- **STATED PROBLEM A**: Summarize the passage on the aesthetic of banality in two sentences.

I know another classic case of displacement: the Christian myth. Maybe that’s how we should understand the Bebe. Bieber as Jesus. He’s the second coming, taking the sins of the world on himself.
The curious thing about an aesthetic of banality is its absolute dependency upon the Oprahfication of suffering. It’s not simple suffering (anybody can suffer). It’s suffering redeemed by acts of extraordinary courage. Go to your local bookstore and check the backs of all the fiction bestsellers. Count the number of times some variant of the phrase “suffering and redemption” appears there. Don’t feel like walking to the bookstore? Log in to your Facebook feed and check out all the memes that celebrate the redeeming power of extraordinary courage, the YouTube videos of cognitively challenged kids who get a chance to shoot the winning basket at the championship game, the homely singer who silences the smart-mouthed reality-TV judge (homeliness is a kind of suffering, isn’t it?), the poor kid ready to kill himself until the B-list celebrity he’s always wanted to meet knocks at his door because of a heart-rending email.

- **PROVIDED MATERIAL**:
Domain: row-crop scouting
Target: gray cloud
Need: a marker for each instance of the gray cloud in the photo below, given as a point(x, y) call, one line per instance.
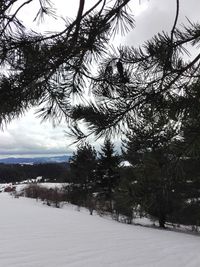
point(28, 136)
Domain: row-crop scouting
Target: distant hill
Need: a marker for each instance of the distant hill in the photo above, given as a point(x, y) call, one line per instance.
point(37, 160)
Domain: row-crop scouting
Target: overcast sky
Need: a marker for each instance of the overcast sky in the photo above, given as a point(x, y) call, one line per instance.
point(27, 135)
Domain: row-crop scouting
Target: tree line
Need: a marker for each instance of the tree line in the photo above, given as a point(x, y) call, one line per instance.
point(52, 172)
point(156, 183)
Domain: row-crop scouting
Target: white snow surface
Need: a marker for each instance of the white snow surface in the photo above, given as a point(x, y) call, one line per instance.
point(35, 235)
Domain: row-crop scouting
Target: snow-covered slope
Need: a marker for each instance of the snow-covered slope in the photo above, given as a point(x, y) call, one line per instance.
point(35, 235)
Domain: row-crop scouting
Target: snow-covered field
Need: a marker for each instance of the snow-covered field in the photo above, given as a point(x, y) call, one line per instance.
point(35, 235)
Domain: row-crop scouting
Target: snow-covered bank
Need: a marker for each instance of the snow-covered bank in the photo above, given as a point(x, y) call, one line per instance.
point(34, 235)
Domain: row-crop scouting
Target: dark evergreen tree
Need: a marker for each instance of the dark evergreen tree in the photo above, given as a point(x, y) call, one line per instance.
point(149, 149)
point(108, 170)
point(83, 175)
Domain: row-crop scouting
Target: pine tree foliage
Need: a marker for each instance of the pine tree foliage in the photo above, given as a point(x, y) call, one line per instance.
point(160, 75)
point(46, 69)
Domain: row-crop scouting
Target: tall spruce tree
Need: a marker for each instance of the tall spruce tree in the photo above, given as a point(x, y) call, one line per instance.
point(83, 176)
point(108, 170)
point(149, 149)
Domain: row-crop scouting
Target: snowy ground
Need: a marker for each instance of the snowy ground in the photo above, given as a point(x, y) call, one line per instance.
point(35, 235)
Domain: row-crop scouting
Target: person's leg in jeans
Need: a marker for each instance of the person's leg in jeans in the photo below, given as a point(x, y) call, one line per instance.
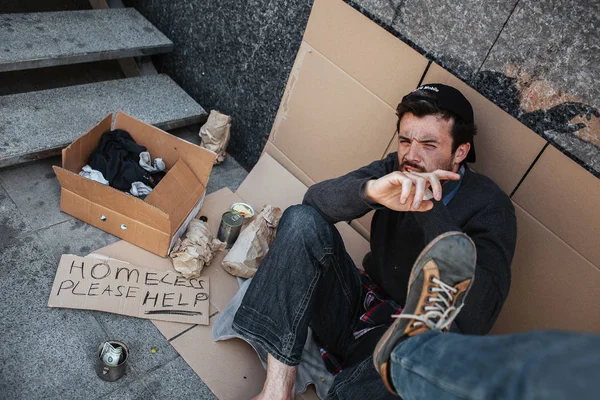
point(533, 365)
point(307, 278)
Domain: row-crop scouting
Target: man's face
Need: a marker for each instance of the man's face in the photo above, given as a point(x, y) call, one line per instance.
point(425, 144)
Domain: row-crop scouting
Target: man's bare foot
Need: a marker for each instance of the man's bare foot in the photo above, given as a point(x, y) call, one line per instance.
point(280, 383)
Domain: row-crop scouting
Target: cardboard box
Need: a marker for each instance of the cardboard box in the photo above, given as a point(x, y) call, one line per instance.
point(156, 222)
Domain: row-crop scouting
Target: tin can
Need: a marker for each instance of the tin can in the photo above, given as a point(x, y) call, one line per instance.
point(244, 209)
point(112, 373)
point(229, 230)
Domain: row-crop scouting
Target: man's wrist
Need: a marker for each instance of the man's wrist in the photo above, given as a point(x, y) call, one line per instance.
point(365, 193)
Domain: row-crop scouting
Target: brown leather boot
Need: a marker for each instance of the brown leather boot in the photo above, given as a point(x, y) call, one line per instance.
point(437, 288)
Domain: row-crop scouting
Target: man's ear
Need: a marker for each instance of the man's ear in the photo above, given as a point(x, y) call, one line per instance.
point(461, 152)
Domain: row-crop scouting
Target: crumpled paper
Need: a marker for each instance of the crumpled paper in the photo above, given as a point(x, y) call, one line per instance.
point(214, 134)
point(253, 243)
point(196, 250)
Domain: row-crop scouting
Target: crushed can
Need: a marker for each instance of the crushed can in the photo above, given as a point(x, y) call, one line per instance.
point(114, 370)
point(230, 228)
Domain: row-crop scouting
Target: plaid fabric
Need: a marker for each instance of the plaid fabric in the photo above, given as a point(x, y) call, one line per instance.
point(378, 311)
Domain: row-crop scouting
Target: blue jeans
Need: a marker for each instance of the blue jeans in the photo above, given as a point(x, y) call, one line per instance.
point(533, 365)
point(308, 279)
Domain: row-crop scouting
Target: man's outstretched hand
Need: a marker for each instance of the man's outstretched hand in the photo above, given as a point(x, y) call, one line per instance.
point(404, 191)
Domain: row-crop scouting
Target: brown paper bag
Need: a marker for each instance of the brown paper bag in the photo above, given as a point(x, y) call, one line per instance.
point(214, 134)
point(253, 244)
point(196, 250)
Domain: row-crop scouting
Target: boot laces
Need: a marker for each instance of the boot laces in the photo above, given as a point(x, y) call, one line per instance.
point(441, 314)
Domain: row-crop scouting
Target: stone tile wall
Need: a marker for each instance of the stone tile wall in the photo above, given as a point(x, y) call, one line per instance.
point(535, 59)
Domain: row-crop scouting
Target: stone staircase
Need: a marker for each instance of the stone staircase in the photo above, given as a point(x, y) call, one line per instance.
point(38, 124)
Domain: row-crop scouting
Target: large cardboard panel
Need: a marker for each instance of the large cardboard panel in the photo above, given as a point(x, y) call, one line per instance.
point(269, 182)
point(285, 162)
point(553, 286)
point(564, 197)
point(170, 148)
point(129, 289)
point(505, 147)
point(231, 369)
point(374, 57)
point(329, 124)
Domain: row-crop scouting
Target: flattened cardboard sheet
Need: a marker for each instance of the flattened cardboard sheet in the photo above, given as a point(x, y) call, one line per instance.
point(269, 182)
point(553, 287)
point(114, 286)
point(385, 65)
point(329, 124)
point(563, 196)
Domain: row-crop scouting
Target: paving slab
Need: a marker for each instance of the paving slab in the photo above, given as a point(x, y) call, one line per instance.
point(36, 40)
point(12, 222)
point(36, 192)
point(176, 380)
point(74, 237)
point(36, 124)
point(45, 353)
---
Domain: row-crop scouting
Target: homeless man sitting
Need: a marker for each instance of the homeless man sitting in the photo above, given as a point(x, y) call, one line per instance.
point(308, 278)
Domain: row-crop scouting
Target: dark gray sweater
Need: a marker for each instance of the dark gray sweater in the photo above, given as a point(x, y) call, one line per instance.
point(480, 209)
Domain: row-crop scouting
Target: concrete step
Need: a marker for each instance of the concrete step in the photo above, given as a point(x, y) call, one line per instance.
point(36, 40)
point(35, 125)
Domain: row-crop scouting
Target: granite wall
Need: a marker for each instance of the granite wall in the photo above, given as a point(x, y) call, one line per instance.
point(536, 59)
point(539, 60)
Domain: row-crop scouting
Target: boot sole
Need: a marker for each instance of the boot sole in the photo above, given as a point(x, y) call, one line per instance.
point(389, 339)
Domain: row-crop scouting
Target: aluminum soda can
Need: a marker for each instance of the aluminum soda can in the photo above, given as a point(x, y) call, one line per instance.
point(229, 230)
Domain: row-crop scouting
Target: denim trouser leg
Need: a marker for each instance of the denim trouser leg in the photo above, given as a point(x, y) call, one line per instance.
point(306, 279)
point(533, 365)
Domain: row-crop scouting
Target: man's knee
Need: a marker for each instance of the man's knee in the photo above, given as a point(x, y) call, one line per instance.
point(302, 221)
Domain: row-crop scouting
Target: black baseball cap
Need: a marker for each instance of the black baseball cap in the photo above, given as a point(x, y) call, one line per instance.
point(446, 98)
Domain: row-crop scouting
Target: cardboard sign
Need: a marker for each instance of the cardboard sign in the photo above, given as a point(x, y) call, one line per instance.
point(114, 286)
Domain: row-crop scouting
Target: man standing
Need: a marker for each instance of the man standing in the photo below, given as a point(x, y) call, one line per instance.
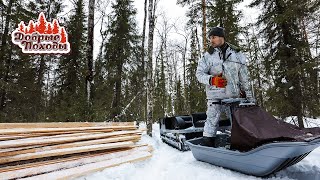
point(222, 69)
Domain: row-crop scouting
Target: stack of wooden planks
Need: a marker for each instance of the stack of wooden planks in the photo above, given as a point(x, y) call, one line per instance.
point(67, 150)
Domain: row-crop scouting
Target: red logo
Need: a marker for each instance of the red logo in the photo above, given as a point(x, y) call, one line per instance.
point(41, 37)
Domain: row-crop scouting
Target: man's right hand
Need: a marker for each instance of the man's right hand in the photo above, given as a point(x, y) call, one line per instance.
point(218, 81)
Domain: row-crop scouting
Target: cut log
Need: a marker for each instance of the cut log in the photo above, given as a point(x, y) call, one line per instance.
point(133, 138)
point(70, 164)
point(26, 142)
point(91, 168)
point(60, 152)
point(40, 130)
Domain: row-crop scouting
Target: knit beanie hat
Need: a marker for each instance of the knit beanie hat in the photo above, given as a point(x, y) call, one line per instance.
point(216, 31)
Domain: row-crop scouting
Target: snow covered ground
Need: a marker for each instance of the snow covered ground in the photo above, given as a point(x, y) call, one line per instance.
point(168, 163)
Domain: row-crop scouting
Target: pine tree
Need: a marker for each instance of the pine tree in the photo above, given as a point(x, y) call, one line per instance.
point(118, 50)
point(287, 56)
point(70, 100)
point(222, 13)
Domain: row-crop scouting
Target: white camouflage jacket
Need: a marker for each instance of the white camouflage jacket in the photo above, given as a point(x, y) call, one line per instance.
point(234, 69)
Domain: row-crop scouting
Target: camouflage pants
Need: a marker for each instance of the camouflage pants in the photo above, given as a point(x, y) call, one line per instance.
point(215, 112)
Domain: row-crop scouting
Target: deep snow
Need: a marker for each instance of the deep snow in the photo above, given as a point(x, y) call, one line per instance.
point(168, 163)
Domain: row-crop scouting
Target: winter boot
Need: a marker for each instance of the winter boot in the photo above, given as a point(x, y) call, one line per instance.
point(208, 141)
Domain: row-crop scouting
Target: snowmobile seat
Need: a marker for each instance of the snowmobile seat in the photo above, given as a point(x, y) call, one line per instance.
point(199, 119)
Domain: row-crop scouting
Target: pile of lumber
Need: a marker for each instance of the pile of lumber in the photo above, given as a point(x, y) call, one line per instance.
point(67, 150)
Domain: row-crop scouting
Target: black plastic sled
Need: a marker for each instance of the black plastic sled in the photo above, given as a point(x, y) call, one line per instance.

- **STATED PROBLEM B**: Report every line of the records above that contains the word "bare", copying each line in full.

- **TASK RESPONSE A**: The passage suggests reading Bieber through the Christian myth, as a second coming who takes the sins of the world on himself, and calls this a classic case of displacement. It argues that an aesthetic of banality depends on the Oprahfication of suffering, which means suffering redeemed by extraordinary courage, and it points to this theme on the backs of fiction bestsellers and in Facebook memes and YouTube videos.

- **TASK RESPONSE B**:
Target: man's bare foot
Need: a marker for each instance of the man's bare foot in the photo above, given as a point(x, y) call, one line per instance.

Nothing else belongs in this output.